(Directions): The answer should be an exact repeat of the stretch of material below from the line containing "Expected: for every instance of the kitchen island" through the line containing "Expected: for every instance of the stainless".

(Listed records):
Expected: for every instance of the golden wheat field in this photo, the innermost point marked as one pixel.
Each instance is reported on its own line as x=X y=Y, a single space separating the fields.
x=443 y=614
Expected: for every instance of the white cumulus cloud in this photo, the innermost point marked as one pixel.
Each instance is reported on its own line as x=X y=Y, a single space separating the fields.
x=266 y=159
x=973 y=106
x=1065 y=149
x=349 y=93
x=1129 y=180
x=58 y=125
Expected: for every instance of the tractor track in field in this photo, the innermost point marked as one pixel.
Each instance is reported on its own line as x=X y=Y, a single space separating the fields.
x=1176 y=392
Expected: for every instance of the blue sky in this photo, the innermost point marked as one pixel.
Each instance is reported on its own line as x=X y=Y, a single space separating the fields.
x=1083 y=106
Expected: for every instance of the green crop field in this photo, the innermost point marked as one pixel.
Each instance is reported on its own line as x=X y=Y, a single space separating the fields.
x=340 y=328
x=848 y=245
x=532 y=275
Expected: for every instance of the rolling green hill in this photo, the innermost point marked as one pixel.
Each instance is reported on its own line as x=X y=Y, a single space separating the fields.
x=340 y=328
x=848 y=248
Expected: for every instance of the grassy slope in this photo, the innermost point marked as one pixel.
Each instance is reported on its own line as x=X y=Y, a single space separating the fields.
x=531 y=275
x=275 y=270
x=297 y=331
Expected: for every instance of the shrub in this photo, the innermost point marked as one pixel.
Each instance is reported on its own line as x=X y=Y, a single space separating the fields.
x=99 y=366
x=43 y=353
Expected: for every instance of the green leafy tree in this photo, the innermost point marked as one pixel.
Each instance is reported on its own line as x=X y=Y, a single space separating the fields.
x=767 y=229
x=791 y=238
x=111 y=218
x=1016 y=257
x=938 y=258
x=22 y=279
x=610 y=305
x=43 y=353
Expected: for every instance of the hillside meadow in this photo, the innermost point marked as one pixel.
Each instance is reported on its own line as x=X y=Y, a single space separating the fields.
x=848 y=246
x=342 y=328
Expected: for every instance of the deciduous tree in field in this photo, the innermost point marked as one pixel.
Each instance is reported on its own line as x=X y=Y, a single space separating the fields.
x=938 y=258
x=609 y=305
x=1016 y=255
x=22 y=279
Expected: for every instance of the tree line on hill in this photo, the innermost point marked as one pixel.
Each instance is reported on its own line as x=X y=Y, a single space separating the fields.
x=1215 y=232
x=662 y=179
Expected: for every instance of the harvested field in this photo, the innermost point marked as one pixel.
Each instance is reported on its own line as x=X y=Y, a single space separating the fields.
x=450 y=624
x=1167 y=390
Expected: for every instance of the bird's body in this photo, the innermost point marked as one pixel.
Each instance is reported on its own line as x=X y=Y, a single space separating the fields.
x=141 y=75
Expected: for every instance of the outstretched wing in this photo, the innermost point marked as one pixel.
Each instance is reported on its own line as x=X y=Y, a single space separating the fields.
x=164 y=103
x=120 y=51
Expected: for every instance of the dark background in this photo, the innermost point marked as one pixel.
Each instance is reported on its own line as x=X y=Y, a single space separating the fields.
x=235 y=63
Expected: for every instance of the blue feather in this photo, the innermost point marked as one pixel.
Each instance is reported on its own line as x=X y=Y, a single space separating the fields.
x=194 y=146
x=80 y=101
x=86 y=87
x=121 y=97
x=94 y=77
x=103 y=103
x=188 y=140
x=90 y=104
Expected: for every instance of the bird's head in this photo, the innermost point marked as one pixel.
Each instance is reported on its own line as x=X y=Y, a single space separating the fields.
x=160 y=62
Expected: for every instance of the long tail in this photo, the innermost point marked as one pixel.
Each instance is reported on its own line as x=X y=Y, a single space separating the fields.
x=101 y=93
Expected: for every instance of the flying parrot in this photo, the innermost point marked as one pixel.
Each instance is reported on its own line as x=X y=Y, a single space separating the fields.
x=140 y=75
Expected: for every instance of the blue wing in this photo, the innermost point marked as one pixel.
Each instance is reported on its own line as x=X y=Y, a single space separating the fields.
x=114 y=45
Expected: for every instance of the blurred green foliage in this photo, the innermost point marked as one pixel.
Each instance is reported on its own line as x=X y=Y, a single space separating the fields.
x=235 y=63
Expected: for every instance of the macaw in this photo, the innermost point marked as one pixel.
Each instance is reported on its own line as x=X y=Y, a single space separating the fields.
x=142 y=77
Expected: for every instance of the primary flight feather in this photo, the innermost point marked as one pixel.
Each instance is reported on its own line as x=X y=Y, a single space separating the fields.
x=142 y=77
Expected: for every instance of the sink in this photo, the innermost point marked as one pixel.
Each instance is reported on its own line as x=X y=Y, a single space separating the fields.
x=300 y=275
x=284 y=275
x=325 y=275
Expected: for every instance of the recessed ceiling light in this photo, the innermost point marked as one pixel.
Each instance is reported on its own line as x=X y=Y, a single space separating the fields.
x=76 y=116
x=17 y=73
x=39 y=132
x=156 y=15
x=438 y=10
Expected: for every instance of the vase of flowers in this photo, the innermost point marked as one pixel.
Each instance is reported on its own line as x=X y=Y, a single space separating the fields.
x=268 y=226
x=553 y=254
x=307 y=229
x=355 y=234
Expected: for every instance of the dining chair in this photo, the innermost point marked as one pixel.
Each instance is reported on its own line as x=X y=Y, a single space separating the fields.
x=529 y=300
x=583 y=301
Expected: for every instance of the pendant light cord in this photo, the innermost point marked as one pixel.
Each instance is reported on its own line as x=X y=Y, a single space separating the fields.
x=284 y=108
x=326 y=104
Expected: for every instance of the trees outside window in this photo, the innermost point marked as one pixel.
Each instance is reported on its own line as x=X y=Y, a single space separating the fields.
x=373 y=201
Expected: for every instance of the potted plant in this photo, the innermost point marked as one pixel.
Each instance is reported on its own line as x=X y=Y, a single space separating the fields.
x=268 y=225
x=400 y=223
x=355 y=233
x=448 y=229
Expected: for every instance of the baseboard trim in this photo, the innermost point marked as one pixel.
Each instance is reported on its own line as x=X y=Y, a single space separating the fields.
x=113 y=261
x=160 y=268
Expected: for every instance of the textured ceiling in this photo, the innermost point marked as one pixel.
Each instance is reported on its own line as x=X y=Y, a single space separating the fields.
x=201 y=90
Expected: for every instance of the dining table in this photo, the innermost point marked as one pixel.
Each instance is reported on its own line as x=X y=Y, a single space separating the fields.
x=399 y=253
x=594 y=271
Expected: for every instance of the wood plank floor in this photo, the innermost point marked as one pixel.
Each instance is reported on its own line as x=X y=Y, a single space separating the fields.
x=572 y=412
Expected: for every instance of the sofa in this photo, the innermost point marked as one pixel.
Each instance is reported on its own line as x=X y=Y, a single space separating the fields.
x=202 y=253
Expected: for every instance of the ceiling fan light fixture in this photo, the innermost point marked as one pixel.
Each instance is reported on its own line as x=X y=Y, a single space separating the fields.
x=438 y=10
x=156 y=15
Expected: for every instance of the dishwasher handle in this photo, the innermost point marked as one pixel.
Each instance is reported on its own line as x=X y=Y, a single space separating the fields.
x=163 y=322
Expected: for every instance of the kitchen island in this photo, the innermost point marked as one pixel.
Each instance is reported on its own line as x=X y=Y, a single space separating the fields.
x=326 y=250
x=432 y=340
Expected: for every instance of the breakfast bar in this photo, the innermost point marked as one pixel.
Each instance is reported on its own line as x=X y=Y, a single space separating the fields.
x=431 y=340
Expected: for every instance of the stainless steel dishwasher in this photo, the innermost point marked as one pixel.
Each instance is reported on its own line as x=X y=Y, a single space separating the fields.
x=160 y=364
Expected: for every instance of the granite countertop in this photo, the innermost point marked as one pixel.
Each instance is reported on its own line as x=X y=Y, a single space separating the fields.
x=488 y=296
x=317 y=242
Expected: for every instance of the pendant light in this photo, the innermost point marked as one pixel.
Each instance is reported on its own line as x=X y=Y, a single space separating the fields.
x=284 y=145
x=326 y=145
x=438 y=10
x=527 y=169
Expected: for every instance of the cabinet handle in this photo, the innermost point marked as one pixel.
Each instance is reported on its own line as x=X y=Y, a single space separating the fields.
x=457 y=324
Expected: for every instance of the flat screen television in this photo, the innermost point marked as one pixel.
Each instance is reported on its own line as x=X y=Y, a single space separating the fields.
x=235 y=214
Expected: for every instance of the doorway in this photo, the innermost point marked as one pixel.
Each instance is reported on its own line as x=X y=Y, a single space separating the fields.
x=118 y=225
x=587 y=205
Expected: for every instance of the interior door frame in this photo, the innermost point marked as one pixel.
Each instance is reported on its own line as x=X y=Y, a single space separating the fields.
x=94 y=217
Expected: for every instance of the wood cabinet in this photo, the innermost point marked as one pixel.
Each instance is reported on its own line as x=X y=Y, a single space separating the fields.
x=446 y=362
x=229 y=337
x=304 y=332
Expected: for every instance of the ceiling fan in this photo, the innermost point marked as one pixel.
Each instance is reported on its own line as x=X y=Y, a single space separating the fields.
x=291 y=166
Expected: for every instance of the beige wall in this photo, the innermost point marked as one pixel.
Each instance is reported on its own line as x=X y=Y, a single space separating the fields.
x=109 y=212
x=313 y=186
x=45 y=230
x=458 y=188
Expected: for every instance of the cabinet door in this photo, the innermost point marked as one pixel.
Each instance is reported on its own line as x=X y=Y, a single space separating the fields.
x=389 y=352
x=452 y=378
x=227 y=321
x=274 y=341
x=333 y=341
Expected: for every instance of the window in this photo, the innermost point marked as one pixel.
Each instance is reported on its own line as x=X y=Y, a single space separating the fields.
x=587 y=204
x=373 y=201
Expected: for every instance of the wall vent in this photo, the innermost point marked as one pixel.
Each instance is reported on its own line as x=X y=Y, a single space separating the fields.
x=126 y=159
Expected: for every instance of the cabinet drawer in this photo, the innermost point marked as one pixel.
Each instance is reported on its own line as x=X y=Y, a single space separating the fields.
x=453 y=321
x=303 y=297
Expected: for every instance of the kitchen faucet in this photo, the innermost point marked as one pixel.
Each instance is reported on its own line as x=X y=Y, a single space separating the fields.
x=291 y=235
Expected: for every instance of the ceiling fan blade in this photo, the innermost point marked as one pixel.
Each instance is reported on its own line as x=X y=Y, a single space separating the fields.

(Exercise response):
Expected: for every instance of the kitchen island in this photo, the innermost point marked as one pixel.
Each instance is reported on its own line as x=X y=Y, a single space separating the fields.
x=326 y=250
x=432 y=340
Expected: for every instance of the breakfast bar in this photo, the innermost point marked as one pixel.
Each instance is reported on its own line as x=X y=Y, a single space separating the fields.
x=431 y=340
Expected: for every instance of the stainless steel dishwasher in this photo, the innermost point marked as one pixel.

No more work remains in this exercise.